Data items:
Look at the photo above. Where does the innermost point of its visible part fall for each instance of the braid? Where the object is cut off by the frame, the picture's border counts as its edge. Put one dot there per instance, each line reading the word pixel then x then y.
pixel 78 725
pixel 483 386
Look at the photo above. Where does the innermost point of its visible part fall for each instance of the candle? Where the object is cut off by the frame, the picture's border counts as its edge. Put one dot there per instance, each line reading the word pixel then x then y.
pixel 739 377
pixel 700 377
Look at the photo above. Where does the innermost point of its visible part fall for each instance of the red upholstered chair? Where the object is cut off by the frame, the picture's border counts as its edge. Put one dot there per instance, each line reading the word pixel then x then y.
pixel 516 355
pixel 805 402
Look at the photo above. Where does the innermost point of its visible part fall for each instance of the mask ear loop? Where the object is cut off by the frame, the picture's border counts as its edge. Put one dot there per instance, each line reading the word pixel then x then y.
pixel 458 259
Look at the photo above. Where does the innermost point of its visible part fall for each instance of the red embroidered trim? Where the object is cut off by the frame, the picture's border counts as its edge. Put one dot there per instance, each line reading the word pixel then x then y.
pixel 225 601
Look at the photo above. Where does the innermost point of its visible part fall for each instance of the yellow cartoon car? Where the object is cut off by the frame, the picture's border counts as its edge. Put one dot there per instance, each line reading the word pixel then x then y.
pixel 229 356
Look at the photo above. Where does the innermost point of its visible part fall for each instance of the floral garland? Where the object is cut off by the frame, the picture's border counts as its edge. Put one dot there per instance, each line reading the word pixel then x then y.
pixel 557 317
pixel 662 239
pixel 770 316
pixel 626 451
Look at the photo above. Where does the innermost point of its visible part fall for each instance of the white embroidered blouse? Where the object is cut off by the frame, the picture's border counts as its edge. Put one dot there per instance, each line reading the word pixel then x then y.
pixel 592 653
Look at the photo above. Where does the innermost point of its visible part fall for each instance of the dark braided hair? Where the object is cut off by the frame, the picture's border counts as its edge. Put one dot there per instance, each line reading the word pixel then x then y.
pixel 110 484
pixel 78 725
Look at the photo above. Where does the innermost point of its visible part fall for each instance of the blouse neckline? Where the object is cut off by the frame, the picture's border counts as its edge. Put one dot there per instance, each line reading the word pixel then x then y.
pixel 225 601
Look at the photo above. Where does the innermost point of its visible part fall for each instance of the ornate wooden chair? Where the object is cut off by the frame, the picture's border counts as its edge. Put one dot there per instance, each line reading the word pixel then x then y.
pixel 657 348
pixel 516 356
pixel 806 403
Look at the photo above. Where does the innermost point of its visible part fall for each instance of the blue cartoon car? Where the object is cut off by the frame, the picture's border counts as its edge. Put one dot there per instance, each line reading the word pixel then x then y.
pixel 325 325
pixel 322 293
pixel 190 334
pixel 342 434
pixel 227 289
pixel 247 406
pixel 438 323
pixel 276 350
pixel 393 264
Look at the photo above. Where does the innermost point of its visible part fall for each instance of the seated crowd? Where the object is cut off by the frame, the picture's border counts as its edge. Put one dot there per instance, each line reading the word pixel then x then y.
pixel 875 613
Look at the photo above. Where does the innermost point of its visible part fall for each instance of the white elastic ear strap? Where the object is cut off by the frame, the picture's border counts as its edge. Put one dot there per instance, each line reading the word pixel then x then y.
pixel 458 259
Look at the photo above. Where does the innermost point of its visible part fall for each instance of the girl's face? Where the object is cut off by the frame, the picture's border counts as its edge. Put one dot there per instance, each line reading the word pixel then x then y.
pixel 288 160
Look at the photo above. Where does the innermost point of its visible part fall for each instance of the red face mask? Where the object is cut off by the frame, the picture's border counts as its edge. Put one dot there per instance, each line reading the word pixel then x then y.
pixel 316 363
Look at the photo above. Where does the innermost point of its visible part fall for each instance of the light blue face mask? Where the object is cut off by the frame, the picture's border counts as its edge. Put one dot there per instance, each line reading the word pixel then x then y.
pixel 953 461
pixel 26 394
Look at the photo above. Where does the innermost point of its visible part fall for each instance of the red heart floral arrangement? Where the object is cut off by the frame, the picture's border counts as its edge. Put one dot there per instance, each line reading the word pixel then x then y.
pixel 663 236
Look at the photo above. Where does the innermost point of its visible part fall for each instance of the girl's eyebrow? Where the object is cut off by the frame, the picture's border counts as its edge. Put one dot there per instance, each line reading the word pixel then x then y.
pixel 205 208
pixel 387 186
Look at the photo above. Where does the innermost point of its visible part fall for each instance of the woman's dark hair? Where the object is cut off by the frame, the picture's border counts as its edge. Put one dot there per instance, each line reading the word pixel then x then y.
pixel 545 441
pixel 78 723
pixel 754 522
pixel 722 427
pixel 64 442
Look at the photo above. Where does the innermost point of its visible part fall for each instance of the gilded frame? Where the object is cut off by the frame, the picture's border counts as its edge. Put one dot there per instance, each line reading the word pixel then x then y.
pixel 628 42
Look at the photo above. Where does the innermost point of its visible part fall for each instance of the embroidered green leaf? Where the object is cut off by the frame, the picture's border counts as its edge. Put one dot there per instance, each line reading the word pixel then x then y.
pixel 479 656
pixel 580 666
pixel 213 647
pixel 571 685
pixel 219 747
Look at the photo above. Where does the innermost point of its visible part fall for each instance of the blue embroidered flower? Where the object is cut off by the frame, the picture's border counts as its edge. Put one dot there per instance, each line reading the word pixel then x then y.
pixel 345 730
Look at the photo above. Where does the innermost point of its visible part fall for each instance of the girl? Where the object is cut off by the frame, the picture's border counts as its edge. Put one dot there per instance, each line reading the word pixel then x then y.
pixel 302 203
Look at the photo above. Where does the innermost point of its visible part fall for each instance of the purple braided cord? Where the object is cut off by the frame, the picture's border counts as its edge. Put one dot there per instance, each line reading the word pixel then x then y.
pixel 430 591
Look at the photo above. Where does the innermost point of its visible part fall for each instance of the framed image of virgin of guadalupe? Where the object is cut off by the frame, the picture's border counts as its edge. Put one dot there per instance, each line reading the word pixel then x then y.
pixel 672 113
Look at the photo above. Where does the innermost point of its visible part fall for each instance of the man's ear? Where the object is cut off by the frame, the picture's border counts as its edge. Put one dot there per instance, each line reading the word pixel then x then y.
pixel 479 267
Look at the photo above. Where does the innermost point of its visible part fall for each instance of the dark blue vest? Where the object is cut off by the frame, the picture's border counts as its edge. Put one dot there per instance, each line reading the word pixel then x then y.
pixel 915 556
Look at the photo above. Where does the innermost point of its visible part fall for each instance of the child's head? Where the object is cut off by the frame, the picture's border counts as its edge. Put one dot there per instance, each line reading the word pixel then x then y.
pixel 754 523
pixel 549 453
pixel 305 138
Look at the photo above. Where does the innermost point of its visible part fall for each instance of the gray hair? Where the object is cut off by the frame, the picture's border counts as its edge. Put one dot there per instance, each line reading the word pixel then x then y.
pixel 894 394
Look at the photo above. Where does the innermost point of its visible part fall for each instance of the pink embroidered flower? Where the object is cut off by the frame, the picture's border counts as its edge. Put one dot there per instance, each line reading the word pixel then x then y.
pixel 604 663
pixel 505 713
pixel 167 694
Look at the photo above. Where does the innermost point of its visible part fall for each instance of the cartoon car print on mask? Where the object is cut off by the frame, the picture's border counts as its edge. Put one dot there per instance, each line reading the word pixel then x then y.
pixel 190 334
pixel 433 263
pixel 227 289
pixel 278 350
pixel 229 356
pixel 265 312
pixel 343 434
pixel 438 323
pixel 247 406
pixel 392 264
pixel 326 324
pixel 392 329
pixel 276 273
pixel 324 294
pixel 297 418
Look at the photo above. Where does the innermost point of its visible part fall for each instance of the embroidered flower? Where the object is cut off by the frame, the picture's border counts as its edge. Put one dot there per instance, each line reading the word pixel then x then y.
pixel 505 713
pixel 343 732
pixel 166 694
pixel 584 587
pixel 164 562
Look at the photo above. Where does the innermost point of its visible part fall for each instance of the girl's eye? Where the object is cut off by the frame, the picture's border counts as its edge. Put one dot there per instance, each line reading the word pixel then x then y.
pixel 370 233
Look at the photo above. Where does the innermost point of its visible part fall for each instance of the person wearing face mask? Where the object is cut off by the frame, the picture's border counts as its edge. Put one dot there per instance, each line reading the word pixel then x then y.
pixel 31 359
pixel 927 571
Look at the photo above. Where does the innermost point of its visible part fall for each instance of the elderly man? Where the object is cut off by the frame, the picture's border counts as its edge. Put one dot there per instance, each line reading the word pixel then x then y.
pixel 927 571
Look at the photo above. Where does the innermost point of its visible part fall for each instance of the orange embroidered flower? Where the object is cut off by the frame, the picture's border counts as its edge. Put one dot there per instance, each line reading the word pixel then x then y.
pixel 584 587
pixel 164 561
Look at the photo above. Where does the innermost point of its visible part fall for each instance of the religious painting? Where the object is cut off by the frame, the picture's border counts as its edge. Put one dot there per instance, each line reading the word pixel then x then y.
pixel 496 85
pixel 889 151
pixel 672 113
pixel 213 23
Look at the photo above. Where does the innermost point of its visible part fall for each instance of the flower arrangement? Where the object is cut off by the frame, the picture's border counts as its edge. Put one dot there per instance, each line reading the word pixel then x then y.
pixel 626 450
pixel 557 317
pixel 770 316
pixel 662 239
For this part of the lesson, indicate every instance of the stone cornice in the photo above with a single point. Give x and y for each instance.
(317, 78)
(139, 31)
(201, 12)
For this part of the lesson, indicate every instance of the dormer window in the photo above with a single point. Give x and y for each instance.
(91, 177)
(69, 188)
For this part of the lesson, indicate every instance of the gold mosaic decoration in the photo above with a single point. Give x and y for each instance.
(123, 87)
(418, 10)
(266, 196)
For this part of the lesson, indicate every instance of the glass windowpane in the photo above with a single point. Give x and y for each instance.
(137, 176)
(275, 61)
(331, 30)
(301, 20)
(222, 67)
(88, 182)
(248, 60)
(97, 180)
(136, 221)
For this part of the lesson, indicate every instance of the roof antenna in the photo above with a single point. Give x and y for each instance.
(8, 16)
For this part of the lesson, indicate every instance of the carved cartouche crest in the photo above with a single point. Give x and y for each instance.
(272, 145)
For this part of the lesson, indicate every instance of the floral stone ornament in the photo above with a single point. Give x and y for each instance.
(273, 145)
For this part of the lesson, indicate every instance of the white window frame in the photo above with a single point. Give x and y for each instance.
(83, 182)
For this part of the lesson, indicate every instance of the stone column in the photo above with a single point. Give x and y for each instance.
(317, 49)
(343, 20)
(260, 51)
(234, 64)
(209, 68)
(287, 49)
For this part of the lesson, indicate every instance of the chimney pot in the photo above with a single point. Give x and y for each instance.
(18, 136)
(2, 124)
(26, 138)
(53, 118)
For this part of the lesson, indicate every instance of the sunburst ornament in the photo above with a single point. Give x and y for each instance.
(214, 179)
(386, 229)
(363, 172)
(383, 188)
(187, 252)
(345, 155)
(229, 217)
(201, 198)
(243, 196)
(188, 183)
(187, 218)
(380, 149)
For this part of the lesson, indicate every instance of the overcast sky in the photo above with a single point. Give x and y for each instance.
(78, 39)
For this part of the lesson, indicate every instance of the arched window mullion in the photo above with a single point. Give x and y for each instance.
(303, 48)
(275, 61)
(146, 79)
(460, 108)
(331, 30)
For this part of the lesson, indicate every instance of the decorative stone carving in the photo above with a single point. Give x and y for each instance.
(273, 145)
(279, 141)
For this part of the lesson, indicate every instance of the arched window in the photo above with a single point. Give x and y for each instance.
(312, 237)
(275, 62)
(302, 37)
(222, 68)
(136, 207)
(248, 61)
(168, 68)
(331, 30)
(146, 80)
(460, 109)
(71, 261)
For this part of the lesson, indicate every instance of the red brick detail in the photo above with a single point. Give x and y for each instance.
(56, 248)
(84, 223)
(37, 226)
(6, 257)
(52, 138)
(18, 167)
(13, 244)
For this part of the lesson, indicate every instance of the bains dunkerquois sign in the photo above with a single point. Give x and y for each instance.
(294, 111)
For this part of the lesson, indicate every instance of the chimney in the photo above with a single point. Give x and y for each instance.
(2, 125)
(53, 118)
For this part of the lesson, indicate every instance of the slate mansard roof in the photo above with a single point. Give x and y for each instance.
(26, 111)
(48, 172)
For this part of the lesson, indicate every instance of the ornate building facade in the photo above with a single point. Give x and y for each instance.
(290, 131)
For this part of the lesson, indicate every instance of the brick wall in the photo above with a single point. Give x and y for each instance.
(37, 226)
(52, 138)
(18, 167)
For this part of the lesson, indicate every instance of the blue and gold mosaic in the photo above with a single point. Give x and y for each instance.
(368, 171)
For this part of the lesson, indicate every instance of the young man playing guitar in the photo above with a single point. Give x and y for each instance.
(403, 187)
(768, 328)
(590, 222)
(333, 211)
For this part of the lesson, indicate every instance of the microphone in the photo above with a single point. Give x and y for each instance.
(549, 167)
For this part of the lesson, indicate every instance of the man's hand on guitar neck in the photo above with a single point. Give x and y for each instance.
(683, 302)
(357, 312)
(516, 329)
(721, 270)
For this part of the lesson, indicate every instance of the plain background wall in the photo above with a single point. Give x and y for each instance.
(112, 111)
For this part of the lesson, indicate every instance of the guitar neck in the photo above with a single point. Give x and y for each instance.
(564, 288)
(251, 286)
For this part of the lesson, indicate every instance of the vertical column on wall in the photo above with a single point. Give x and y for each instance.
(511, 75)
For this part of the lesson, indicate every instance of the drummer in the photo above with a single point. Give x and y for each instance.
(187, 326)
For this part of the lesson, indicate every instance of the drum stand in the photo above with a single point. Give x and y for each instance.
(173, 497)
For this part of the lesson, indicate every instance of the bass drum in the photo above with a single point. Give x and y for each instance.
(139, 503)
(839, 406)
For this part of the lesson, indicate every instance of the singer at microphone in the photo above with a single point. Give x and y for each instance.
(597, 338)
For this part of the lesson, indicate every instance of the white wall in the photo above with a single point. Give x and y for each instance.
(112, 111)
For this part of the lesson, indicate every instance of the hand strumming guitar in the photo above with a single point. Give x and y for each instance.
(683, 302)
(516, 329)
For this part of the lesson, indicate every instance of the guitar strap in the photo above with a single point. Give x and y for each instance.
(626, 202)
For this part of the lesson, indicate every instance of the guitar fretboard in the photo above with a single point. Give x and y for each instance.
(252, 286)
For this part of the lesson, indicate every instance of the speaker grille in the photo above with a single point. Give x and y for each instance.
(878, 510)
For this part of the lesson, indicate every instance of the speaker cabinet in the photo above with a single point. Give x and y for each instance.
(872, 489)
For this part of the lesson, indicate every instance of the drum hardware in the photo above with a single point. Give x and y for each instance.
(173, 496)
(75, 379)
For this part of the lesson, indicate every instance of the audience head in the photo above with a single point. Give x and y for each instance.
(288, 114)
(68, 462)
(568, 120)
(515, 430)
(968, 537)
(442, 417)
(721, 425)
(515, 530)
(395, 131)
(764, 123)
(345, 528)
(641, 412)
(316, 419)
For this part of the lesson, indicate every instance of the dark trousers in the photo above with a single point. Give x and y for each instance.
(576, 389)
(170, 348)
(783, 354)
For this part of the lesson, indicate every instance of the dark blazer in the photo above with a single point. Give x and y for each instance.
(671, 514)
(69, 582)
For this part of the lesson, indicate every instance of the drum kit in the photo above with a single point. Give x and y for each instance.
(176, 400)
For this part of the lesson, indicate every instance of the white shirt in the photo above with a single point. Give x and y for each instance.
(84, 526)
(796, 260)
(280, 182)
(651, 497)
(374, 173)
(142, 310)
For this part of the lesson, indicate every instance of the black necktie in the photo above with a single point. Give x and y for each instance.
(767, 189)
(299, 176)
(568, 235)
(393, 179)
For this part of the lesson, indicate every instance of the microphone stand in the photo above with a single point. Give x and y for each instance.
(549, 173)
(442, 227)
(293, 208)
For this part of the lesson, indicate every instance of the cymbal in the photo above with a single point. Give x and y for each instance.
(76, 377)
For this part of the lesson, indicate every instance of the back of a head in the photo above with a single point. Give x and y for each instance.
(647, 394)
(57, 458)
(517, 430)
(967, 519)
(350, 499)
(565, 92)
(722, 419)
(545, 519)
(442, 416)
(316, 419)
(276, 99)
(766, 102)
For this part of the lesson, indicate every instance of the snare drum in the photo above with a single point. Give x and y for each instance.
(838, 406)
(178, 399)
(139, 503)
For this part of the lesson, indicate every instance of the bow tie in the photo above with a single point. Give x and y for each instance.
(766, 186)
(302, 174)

→ **PROBLEM TO WORK ON**
Your answer should consist only of the lines from the one that holds "the dark blazer" to the end of the entries above, both ends included, each repeated exactly.

→ **EXPECTED ANSWER**
For this part of the lesson, indicate every instance of the dark blazer in the photo above with a single point. Give x and y for each instance.
(671, 514)
(69, 582)
For this part of the lesson, indicate every instance of the drum kit in the photo above with a single point. Give x and y for each instance.
(176, 400)
For this part of the lesson, indicate every instance of the white shirt in the photo above with a single point. Give x and y for each instance.
(84, 526)
(796, 260)
(280, 182)
(651, 497)
(374, 173)
(142, 310)
For this part of the lesson, indicate every instance of the black necktie in the photo above with a single point. Give x and y for each instance.
(767, 189)
(299, 176)
(568, 235)
(393, 179)
For this part of the lesson, indicate every instance of the microphone stand in the photo above with a single point. Give x and y for each instance.
(549, 173)
(442, 227)
(293, 208)
For this part of the lesson, indicate every instance of the cymbal in the photo above with a single point. Give x and y for each instance.
(76, 377)
For this part of the lesson, indicate every instance of the back of a head in the photo above with a single point. Give x and y for each instance.
(647, 394)
(57, 458)
(517, 430)
(967, 519)
(350, 499)
(565, 92)
(722, 419)
(545, 519)
(442, 416)
(316, 419)
(276, 99)
(766, 102)
For this part of the lesson, indicate every instance of the snare drum in the photo above with a single point. Give x and y for each instance.
(838, 406)
(178, 399)
(139, 503)
For this part of the lesson, indicate every instance of the bow tie in the photo above with a single point. Give x and y for each instance.
(766, 186)
(302, 174)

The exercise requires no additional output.